Re: [RFC PATCH] getcpu_cache system call: caching current CPU number (x86)

Andy Lutomirski <luto@xxxxxxxxxxxxxx> · Fri, 17 Jul 2015 08:53:06 -0700

On Fri, Jul 17, 2015 at 3:21 AM, Ondřej Bílka <neleai@xxxxxxxxx> wrote:
> On Thu, Jul 16, 2015 at 12:27:10PM -0700, Andy Lutomirski wrote:
>> On Thu, Jul 16, 2015 at 11:08 AM, Mathieu Desnoyers
>> <mathieu.desnoyers@xxxxxxxxxxxx> wrote:
>> > ----- On Jul 14, 2015, at 5:34 AM, Ben Maurer bmaurer@xxxxxx wrote:
>> >>
>> >> That said, having the ability for the kernel to understand that TLS
>> >> implementation are laid out using the same offset on each thread seems like
>> >> something that could be valuable long term. Doing so makes it possible to build
>> >> other TLS-based features without forcing each thread to be registered.
>> >
>> > AFAIU, using a fixed hardcoded ABI between kernel and user-space might make
>> > transition from the pre-existing ABI (where this memory area is not
>> > reserved) a bit tricky without registering the area, or getting a "feature"
>> > flag, through a system call.

What to work on
a – Can you print the part of the getcpu_cache email that begins at the words "Re: [RFC PATCH]" and stops after "to be registered.", word for word?
b – How would you render this sentence from the getcpu_cache email in Spanish: "Doing so makes it possible to build other TLS-based features without forcing each thread to be registered."

Raw records
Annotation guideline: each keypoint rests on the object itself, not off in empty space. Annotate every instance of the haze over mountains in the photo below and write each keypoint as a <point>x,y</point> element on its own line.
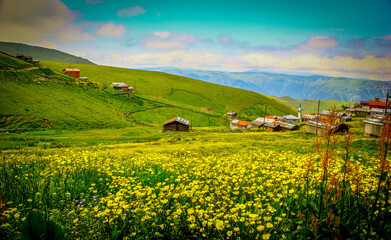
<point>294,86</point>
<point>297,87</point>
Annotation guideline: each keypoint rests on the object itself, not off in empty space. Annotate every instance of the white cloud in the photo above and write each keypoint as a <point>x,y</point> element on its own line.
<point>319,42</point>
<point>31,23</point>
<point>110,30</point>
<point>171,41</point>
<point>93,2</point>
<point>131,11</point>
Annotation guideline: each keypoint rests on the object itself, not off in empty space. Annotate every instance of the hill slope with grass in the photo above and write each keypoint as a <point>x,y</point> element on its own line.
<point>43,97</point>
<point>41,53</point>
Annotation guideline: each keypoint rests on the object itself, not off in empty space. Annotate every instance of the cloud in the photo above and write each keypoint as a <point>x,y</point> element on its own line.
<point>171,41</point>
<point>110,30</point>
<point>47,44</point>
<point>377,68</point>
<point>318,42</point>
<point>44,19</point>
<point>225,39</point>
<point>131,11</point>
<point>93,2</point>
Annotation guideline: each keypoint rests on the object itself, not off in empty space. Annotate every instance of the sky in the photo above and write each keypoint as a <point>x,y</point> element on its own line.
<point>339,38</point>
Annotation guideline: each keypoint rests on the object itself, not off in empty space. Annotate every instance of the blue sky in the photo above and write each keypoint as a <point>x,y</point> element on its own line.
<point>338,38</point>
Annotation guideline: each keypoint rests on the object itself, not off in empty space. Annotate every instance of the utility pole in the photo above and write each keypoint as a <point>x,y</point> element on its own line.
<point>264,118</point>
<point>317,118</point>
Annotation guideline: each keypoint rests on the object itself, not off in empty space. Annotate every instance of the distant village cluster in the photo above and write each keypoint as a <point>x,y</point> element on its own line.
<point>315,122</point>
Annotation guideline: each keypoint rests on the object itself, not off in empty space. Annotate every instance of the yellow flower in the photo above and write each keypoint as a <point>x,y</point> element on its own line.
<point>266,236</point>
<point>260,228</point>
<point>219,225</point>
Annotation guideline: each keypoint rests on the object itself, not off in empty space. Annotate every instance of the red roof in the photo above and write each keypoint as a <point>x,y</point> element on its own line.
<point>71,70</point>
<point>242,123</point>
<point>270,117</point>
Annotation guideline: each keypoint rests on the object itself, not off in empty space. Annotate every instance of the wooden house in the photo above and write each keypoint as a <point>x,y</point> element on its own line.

Solutions in order
a –
Re: [RFC PATCH] getcpu_cache system call: caching current CPU number (x86)

Andy Lutomirski <luto@xxxxxxxxxxxxxx> · Fri, 17 Jul 2015 08:53:06 -0700

On Fri, Jul 17, 2015 at 3:21 AM, Ondřej Bílka <neleai@xxxxxxxxx> wrote:
> On Thu, Jul 16, 2015 at 12:27:10PM -0700, Andy Lutomirski wrote:
>> On Thu, Jul 16, 2015 at 11:08 AM, Mathieu Desnoyers
>> <mathieu.desnoyers@xxxxxxxxxxxx> wrote:
>> > ----- On Jul 14, 2015, at 5:34 AM, Ben Maurer bmaurer@xxxxxx wrote:
>> >>
>> >> That said, having the ability for the kernel to understand that TLS
>> >> implementation are laid out using the same offset on each thread seems like
>> >> something that could be valuable long term. Doing so makes it possible to build
>> >> other TLS-based features without forcing each thread to be registered.

b – Hacerlo permite construir otras funcionalidades basadas en TLS sin obligar a que cada hilo se registre.